Problem details:
Print every one of the rows below verbatim, leaving out the picture.

Data:
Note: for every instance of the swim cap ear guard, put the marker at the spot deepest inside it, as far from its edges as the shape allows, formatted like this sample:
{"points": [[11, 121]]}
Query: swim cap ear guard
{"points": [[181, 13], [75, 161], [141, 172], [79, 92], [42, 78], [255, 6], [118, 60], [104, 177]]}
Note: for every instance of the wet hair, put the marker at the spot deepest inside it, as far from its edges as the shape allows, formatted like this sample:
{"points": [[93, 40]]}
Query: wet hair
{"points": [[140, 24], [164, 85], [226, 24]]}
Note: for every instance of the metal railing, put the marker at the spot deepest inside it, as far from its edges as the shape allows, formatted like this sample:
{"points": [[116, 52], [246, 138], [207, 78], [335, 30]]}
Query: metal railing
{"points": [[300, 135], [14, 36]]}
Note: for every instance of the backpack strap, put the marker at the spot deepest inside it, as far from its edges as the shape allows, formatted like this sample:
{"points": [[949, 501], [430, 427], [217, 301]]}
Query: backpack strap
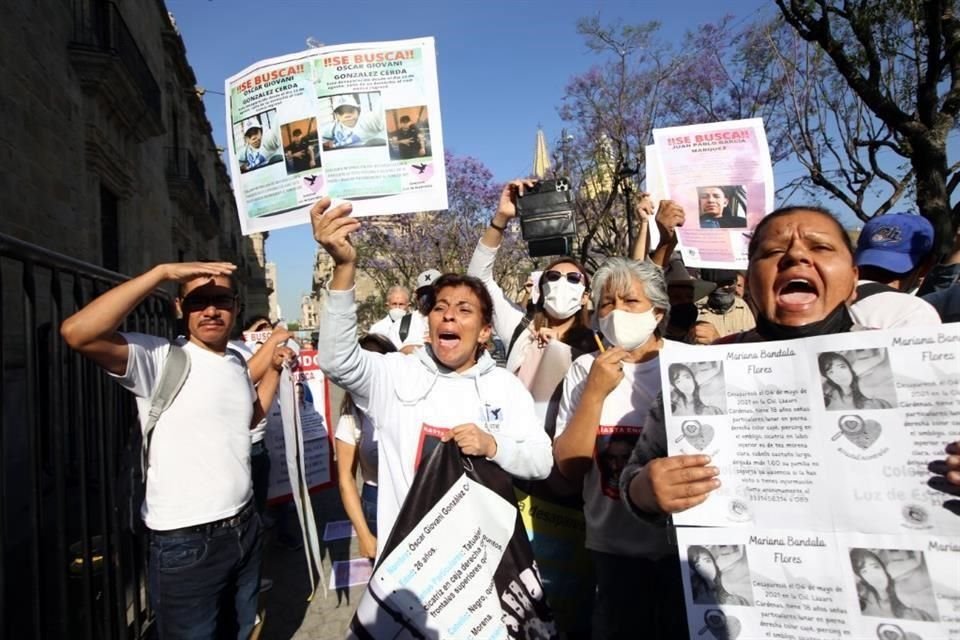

Expected answer:
Note: for every instance of the swim cap ear guard, put the marker at the spot deepest inside it, as far from its edges as the shape allows, formatted like this sample:
{"points": [[11, 121]]}
Query: swim cap ear guard
{"points": [[181, 13], [75, 161], [141, 172], [79, 92], [42, 78], [255, 6], [118, 60], [104, 177]]}
Note: for every instance of the wet hair, put the marker at the spot deepest inside it, as far from its edges as the shape allows, formatted like this sample:
{"points": [[93, 40]]}
Query: wet hair
{"points": [[140, 24], [164, 85], [226, 24]]}
Note: for every instance of the metal railing, put the marker at the spot deepest inside it, as far from its edges as the shape allows, formatted like this sample:
{"points": [[116, 52], [246, 138], [207, 78], [335, 30]]}
Query: metal railing
{"points": [[300, 135], [14, 36]]}
Note: for every instance of the backpack strap, put the marker at the spot deepest inside it, as far from its edges as the shape allows, formatted like this sample:
{"points": [[949, 501], [430, 427], [217, 301]]}
Query: backpack strap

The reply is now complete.